[SUPPLIED MATERIAL]
Segment Open

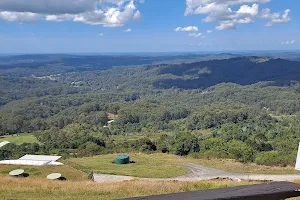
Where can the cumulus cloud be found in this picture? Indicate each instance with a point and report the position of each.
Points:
(109, 13)
(24, 17)
(288, 42)
(186, 29)
(275, 17)
(195, 34)
(229, 13)
(127, 30)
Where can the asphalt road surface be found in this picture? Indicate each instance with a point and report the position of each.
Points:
(199, 172)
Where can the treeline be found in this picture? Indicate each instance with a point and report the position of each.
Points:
(251, 123)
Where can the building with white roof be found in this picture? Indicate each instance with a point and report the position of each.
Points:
(34, 160)
(2, 144)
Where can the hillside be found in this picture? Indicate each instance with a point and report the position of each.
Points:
(244, 108)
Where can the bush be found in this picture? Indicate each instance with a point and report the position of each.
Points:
(267, 158)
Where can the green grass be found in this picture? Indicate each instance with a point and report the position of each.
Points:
(42, 171)
(146, 166)
(36, 189)
(234, 166)
(167, 166)
(19, 139)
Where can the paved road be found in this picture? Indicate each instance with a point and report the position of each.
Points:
(199, 172)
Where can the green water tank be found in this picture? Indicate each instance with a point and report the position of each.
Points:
(122, 159)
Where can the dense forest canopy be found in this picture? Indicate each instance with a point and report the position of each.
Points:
(228, 106)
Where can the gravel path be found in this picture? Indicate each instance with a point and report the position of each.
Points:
(199, 172)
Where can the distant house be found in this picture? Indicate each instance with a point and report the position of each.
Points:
(34, 160)
(108, 123)
(2, 144)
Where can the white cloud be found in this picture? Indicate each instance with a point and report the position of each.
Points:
(288, 42)
(109, 13)
(275, 17)
(225, 25)
(222, 11)
(186, 29)
(195, 34)
(24, 17)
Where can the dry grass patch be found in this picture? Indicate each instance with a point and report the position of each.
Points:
(26, 188)
(234, 166)
(146, 166)
(166, 166)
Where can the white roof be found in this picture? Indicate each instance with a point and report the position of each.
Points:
(24, 162)
(40, 158)
(4, 143)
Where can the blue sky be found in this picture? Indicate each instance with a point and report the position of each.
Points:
(50, 26)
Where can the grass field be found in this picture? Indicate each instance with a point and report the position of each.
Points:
(167, 166)
(68, 172)
(234, 166)
(35, 189)
(23, 138)
(146, 166)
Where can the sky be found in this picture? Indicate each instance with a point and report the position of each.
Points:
(103, 26)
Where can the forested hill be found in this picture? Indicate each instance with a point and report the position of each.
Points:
(242, 70)
(246, 108)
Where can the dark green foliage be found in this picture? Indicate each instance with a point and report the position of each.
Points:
(184, 144)
(242, 108)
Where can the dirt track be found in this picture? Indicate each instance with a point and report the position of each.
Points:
(199, 173)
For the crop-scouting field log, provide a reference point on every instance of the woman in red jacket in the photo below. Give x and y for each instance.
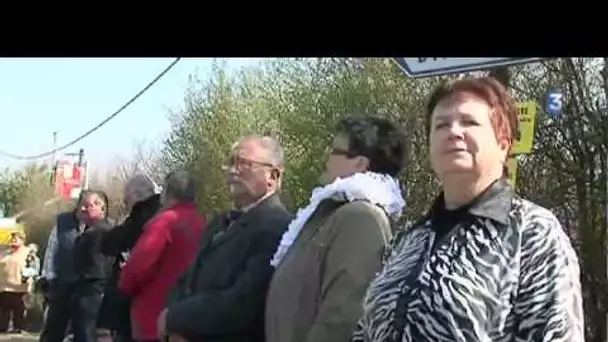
(162, 254)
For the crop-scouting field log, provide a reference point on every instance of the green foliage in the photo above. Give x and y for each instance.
(300, 100)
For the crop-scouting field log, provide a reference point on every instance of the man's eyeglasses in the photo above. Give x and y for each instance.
(240, 163)
(341, 152)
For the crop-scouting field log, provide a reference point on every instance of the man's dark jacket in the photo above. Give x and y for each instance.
(221, 297)
(117, 242)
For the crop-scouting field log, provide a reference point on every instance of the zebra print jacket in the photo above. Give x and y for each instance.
(505, 272)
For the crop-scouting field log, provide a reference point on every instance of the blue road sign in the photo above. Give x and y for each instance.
(555, 102)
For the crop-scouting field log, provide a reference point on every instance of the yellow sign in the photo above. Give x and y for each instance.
(7, 227)
(512, 170)
(526, 115)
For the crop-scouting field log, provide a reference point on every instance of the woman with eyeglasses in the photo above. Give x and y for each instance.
(483, 264)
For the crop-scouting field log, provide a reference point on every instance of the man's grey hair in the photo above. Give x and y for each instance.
(180, 186)
(143, 184)
(270, 144)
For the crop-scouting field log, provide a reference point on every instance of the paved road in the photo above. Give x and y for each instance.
(25, 337)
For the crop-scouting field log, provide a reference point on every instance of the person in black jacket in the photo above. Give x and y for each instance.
(91, 266)
(222, 296)
(58, 278)
(141, 194)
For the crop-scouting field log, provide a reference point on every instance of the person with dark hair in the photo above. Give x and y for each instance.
(483, 264)
(221, 296)
(58, 277)
(162, 253)
(333, 248)
(142, 197)
(91, 267)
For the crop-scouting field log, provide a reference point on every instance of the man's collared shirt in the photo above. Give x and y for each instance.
(500, 269)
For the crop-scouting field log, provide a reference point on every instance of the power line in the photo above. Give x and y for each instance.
(105, 121)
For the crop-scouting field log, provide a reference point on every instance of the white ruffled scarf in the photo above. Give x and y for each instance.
(379, 189)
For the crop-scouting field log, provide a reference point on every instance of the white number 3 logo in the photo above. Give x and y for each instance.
(555, 102)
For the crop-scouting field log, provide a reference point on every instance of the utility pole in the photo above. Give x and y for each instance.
(54, 147)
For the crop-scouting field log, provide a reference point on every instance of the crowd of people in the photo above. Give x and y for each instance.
(483, 264)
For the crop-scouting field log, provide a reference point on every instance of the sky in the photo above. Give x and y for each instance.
(69, 96)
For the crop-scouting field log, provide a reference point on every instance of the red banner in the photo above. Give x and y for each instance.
(69, 179)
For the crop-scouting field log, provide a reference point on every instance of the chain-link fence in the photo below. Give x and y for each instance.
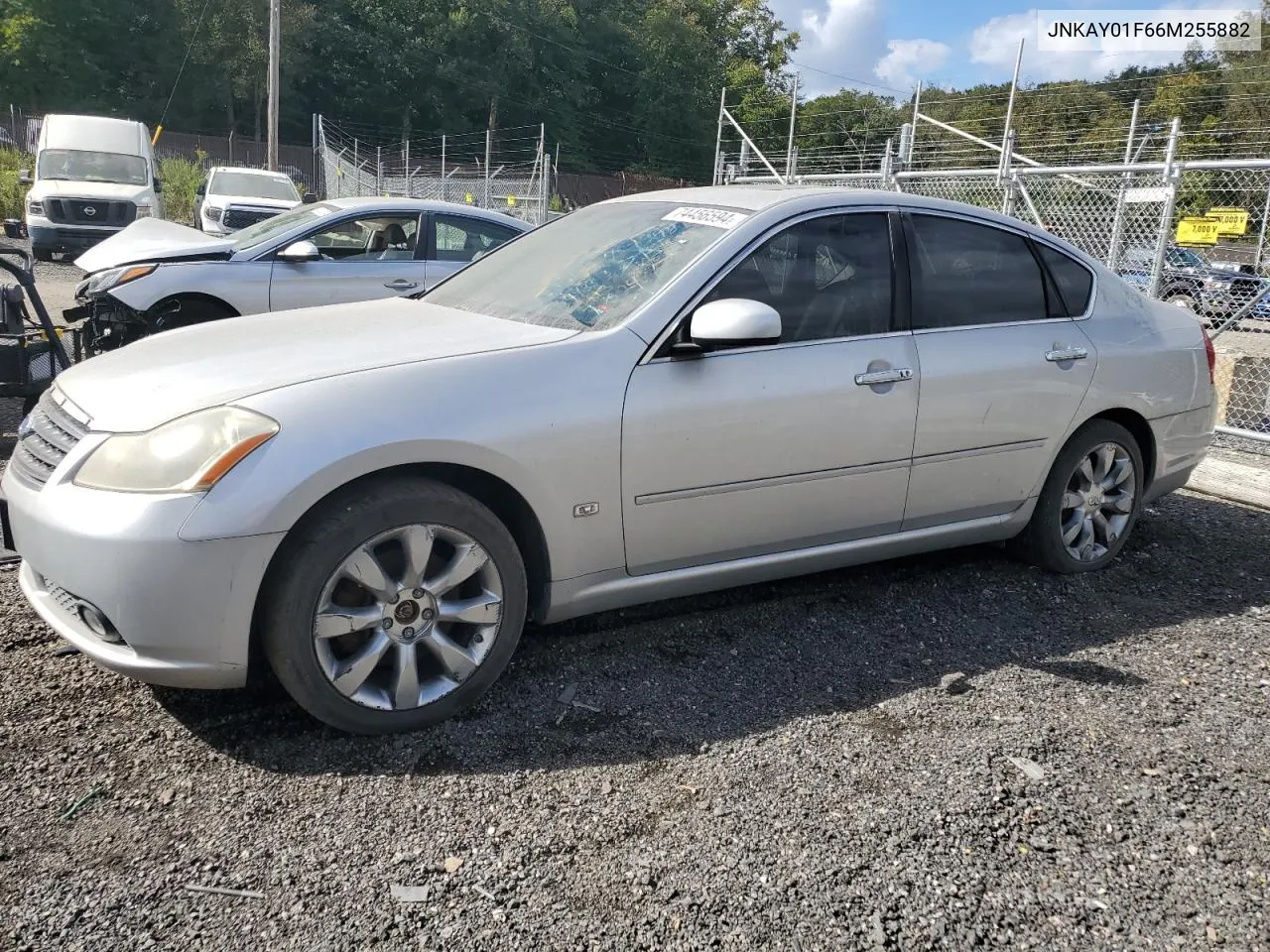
(508, 172)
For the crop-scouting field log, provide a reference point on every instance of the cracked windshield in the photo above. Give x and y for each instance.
(590, 270)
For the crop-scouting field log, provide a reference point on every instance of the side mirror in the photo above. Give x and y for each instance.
(731, 321)
(300, 252)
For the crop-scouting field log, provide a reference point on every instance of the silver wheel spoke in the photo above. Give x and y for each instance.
(484, 608)
(1121, 503)
(352, 671)
(334, 621)
(365, 569)
(405, 690)
(468, 558)
(453, 657)
(417, 543)
(1086, 543)
(1100, 525)
(1103, 457)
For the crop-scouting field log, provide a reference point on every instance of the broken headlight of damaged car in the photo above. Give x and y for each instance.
(112, 278)
(187, 454)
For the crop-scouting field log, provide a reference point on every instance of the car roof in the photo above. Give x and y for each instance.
(248, 171)
(761, 197)
(422, 204)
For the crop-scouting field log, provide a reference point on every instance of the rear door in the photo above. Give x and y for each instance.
(456, 240)
(365, 257)
(1003, 365)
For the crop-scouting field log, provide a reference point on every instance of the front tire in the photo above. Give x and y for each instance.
(1089, 502)
(395, 607)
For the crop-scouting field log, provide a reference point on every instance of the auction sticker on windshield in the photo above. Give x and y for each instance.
(715, 217)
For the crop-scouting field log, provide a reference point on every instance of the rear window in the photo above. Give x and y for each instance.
(1075, 281)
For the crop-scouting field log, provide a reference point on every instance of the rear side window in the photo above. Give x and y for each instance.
(966, 273)
(1075, 281)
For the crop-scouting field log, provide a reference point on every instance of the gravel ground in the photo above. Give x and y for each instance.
(775, 767)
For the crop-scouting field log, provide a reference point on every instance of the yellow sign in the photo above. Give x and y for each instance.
(1198, 231)
(1230, 221)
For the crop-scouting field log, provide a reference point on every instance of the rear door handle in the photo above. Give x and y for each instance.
(874, 377)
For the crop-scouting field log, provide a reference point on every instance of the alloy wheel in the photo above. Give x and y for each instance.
(408, 617)
(1098, 502)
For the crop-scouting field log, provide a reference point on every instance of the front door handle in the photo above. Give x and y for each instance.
(1071, 353)
(875, 377)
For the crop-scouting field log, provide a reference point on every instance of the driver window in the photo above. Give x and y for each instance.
(389, 238)
(828, 277)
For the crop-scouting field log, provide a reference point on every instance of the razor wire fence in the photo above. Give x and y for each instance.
(1191, 232)
(507, 172)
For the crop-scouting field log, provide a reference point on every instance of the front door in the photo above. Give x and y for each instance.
(362, 258)
(784, 445)
(1003, 366)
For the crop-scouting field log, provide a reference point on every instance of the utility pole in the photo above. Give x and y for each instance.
(275, 56)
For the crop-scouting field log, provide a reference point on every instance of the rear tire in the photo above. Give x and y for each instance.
(347, 654)
(1089, 502)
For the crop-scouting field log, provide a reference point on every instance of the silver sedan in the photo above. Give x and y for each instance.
(651, 398)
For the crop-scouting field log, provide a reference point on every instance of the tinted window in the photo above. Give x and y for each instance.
(460, 239)
(828, 277)
(1075, 281)
(965, 273)
(381, 239)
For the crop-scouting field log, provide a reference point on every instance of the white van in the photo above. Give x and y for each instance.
(93, 178)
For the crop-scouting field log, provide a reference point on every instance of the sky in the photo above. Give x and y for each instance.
(887, 46)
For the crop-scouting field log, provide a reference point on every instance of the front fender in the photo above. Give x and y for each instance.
(547, 420)
(244, 286)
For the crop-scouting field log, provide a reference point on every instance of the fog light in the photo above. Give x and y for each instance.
(98, 624)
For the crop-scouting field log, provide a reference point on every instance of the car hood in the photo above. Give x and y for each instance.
(77, 188)
(177, 372)
(153, 240)
(282, 204)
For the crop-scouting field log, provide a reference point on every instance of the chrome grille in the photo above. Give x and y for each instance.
(50, 433)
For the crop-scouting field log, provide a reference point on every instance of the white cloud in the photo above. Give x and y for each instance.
(911, 60)
(841, 39)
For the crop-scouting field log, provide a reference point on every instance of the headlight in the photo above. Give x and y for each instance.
(104, 281)
(187, 454)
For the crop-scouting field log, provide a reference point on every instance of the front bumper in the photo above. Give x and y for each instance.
(183, 610)
(67, 238)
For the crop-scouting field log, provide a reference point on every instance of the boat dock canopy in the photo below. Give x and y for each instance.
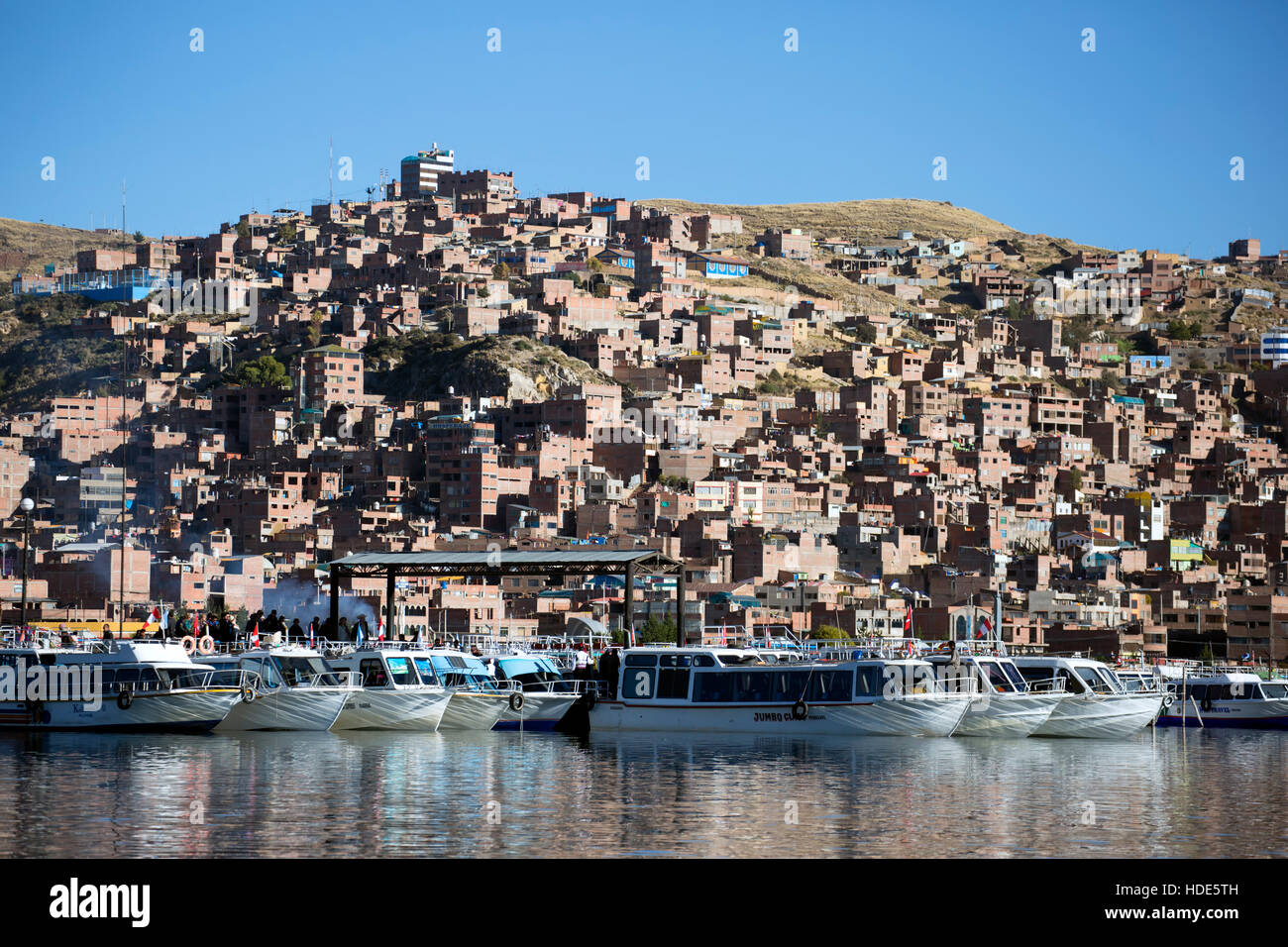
(494, 564)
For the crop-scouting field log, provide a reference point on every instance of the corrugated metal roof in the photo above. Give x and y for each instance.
(507, 557)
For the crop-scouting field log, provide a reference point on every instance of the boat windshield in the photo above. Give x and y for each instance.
(996, 678)
(299, 671)
(1013, 673)
(1098, 681)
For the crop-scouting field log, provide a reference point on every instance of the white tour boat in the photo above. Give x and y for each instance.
(393, 696)
(296, 689)
(140, 685)
(1095, 702)
(1006, 706)
(1228, 699)
(733, 690)
(548, 694)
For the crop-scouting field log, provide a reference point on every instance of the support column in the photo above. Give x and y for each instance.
(681, 638)
(630, 602)
(335, 602)
(390, 589)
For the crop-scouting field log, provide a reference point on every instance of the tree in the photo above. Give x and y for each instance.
(265, 371)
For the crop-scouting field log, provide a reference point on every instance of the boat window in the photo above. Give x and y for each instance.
(1014, 676)
(674, 682)
(639, 682)
(996, 677)
(871, 682)
(752, 686)
(300, 672)
(790, 685)
(1245, 690)
(712, 688)
(373, 672)
(402, 672)
(1094, 681)
(829, 685)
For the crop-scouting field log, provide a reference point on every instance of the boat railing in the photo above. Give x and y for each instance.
(1046, 685)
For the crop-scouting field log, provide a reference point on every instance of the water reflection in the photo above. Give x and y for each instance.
(1173, 793)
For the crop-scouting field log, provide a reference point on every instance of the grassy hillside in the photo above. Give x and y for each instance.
(40, 357)
(27, 247)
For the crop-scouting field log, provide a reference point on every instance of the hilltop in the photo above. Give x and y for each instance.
(27, 247)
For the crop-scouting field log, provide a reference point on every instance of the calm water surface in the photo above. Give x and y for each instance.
(496, 793)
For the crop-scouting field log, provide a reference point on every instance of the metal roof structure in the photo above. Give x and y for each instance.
(514, 562)
(497, 562)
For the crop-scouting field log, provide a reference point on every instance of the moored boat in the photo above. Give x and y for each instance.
(295, 689)
(733, 690)
(1095, 703)
(115, 685)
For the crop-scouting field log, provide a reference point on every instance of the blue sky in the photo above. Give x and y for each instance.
(1125, 146)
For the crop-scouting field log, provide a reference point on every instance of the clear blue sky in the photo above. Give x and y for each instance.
(1127, 146)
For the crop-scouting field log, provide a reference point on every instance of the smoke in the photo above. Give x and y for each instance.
(296, 598)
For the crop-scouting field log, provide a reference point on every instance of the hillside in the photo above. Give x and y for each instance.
(424, 365)
(27, 247)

Segment Closed

Lines to set down from above: the line with "Where can the hillside", the line with "Where can the gravel", and every line between, each exactly as written.

Where can the hillside be found in this picture? Indicate each instance with a point and report the position of each.
Points:
(244, 108)
Where can the bush be found in this picture? Indicate each instance with a point and report the position of each.
Points:
(267, 158)
Where can the green grass be found in this picture? Indicate each instance with a point and report the position of each.
Points:
(42, 171)
(146, 166)
(36, 189)
(234, 166)
(167, 166)
(19, 139)
Where can the paved road be found in this picture? Indicate each instance with a point and report the position of each.
Points:
(199, 172)
Where can the green water tank be found in this picture? Indicate each instance with a point and report the position of each.
Points:
(122, 159)
Where can the dense forest canopy be found in this picture? Indicate each instance with a point and report the position of each.
Points:
(228, 106)
Where can the gravel path be found in this picture? Indicate each instance with a point and report the position of each.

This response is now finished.